Rather, perhaps you will say that the halakha of eating second tithe in Jerusalem in the present is derived from a comparison to first fruits: First fruits require that they be brought to a specific place, i.e., Jerusalem, and second tithe requires that they be brought to a specific place. Just as first fruits may be eaten only in the presence of the Temple, so too, second tithe may be eaten only in the presence of the Temple.

But this comparison is also flawed, as what is unique about first fruits? They are unique in that they require placement before the altar, as it is stated: “And the priest shall take the basket out of your hand, and set it down before the altar of the Lord your God” (Deuteronomy 26:4). Perhaps it is for this reason that they must be eaten in the presence of the Temple. Shall you say that this is also the case with regard to second tithe, which is not obligated in placement before the altar?

The verse states with regard to second tithe: “And you shall eat before the Lord your God in the place that He shall choose to cause His name to dwell there, the tithe of your grain, of your wine, and of your oil, and the firstborn of your cattle and sheep” (Deuteronomy 14:23). This verse compares second tithe to the firstborn: Just as a firstborn is eaten only in the presence of the Temple, so too, second tithe is eaten only in the presence of the Temple. This concludes the statement of Rabbi Yishmael.

Objective 1
Reproduce the passage on second tithe starting with "The verse states" and going on through "of Rabbi Yishmael.", substituting "firstling" for "firstborn".
Objective 2
Identify every line of the entries that holds the word "front" and copy each one out.
The passage on second tithe and the entries are unrelated pieces of material.

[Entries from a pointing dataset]
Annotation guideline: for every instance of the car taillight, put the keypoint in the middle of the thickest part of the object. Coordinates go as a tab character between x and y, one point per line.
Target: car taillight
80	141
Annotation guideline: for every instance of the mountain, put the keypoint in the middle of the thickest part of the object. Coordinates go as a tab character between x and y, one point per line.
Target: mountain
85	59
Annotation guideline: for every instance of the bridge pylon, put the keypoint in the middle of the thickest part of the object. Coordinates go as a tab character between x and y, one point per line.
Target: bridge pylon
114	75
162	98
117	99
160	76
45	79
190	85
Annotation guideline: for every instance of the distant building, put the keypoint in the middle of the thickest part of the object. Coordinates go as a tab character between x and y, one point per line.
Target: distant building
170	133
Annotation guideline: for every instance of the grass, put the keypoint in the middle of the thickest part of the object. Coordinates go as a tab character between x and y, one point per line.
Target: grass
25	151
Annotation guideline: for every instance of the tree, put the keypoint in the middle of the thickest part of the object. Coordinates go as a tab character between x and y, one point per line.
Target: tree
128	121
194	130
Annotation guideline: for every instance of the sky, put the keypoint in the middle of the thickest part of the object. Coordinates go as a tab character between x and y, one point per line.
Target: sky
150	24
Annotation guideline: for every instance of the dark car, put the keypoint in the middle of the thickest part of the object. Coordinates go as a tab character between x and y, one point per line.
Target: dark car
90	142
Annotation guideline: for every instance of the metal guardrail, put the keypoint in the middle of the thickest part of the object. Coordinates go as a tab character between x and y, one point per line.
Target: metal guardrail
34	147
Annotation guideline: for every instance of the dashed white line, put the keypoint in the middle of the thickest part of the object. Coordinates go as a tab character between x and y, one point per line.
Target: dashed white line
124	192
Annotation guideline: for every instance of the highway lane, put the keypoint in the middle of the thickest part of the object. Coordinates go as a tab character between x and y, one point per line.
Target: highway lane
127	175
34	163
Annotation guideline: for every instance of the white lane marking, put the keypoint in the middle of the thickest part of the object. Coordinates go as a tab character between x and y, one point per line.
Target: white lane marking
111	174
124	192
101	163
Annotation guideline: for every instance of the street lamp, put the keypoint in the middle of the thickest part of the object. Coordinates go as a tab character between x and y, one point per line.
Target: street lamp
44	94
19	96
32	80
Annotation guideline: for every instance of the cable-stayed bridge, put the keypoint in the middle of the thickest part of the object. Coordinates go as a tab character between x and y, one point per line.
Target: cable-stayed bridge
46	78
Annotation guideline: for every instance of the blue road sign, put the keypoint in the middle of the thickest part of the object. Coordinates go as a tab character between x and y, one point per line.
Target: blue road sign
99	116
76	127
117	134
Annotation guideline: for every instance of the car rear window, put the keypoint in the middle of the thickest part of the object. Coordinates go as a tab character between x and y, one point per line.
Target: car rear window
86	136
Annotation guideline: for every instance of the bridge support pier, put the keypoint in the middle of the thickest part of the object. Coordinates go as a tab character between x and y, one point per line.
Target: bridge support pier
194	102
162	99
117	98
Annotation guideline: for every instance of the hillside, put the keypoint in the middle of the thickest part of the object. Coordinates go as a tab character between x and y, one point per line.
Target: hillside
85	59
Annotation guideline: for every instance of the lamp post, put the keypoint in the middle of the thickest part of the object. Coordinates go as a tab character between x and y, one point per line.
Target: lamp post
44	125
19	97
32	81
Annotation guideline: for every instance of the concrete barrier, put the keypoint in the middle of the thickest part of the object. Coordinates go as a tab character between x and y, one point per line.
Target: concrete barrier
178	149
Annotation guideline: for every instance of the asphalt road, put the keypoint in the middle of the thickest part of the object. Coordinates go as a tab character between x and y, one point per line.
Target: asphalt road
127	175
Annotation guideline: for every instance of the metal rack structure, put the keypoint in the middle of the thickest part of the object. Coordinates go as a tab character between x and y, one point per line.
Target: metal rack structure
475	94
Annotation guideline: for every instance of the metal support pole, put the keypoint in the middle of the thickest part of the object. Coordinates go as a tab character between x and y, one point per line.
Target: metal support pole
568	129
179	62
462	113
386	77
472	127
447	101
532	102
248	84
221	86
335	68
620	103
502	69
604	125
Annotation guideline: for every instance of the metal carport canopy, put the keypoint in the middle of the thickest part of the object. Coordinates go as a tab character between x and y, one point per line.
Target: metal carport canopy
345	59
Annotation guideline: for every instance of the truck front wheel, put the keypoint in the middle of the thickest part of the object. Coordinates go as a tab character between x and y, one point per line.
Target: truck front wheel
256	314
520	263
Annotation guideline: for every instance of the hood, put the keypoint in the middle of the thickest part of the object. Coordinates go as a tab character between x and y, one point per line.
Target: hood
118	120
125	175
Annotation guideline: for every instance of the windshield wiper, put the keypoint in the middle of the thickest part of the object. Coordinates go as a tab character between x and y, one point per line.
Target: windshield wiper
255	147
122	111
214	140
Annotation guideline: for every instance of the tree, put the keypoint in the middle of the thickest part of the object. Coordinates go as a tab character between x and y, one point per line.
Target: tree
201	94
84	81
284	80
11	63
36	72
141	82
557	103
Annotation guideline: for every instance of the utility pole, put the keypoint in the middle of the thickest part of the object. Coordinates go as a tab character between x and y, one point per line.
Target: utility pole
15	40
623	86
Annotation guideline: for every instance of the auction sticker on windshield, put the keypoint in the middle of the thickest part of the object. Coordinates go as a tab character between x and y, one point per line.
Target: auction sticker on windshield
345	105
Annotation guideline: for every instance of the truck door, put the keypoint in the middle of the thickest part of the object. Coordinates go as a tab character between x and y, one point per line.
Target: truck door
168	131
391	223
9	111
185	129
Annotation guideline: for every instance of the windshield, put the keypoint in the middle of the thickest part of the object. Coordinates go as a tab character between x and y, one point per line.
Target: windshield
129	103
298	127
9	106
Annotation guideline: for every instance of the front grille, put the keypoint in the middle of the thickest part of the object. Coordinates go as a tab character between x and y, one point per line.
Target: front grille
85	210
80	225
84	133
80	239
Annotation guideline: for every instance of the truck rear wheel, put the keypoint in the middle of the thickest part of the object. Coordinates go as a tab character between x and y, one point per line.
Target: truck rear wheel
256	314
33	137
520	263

Full output 1
The verse states with regard to second tithe: “And you shall eat before the Lord your God in the place that He shall choose to cause His name to dwell there, the tithe of your grain, of your wine, and of your oil, and the firstling of your cattle and sheep” (Deuteronomy 14:23). This verse compares second tithe to the firstling: Just as a firstling is eaten only in the presence of the Temple, so too, second tithe is eaten only in the presence of the Temple. This concludes the statement of Rabbi Yishmael.

Full output 2
Annotation guideline: for every instance of the truck front wheel, put the keypoint in the middle of the thickest part of the object. Coordinates go as a tab character between x and y, one point per line.
Target: truck front wheel
Annotation guideline: for every instance of the front grille, put the keypoint in the middle of the thickest part of the object. Coordinates go as a tab character between x and y, one point per line.
Target: front grille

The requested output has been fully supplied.